Your task is to print the material below exactly as presented.

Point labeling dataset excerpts
══════════════════════════════

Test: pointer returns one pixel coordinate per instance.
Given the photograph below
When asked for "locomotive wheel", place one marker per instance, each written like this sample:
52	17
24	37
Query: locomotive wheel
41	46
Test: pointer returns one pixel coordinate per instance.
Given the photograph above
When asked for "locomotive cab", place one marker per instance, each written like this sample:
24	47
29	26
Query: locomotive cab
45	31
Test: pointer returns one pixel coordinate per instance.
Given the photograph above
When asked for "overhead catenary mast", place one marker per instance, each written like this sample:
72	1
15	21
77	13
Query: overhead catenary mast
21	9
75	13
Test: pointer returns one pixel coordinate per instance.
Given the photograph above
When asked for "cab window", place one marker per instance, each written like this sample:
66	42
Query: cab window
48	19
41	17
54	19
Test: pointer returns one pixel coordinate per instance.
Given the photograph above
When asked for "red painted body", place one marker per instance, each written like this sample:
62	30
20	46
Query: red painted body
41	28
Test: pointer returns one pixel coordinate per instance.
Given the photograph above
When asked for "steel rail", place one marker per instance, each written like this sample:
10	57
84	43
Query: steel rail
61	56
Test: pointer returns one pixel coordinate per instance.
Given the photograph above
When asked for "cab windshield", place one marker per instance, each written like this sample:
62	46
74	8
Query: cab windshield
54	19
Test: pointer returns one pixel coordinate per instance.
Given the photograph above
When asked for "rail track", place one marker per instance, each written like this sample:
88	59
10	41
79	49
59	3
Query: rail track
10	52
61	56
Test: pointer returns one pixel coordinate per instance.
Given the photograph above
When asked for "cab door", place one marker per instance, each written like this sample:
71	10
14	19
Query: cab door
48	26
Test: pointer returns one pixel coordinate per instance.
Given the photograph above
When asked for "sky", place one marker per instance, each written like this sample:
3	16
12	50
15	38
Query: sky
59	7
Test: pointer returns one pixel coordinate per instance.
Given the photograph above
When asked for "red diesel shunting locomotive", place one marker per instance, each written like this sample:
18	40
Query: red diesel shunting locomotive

══════════════════════════════

### Correct answer
Test: pointer returns one pixel coordinate per instance.
Given the photograph below
When asked for "locomotive wheel", place one marker per instance, each written like this sample:
52	17
24	37
Query: locomotive wheel
41	46
Test: pointer returns one pixel coordinate per instance.
Given the photograph above
When asked for "locomotive cab", place one marker per instance, each written like this sample:
24	47
29	26
Query: locomotive cab
45	31
Test: pointer returns one pixel coordinate per instance.
Given the photograph above
When asked for "overhead catenary mast", place one marker per instance, each written like this sample:
72	1
15	21
77	13
Query: overhead catenary mast
21	9
75	13
Test: pointer returns one pixel coordinate per instance.
Given the photograph above
When asked for "cab window", place one marker per instance, each written like this sample:
66	42
Query: cab window
48	19
41	17
54	19
Test: pointer returns one pixel coordinate per instance.
Given the photograph above
When asked for "red painted body", place one marker per instance, each written like this sample:
62	30
20	46
Query: red painted body
41	28
Test: pointer returns one pixel coordinate per instance.
Given the photograph above
When asked for "steel rail", place one marker per instance, each written like this sample:
10	57
84	43
Query: steel rail
61	56
Test: pointer returns one pixel coordinate per instance.
Given the photograph above
When asked for "cab windshield", place one marker per instance, each written like this sample:
62	46
74	8
Query: cab windshield
54	19
Test: pointer returns one pixel coordinate per instance.
Given the photograph above
When asked for "rail track", place one marker per instance, each written like this sample:
88	59
10	41
79	49
59	3
Query: rail track
10	52
61	56
Test: pointer returns one pixel coordinate per instance.
Given the photograph above
When asked for "cab door", place one marker per instance, each written like this sample:
71	10
14	19
Query: cab door
48	26
Test: pointer returns one pixel coordinate per instance.
Given the photograph above
When asked for "sky", place one marker per instance, each written like this sample:
3	16
12	50
15	38
Query: sky
59	7
Test: pointer returns one pixel coordinate per instance.
Given the photograph above
When asked for "red diesel shunting locomotive", place one marker per instance, each written like this sample:
18	40
Query: red diesel shunting locomotive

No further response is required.